**Instruction:**
Rewrite the listing below, putting "route planner" wherever "pick planner" occurs and leaving everything else the same.

**Listed records:**
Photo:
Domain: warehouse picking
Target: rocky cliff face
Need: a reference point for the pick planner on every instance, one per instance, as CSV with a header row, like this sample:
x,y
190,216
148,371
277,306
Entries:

**Right answer:**
Photo:
Domain: warehouse picking
Target: rocky cliff face
Need: a reference point for the route planner on every instance, one per instance, as CSV with a header row, like this sample:
x,y
190,216
148,371
277,306
Entries:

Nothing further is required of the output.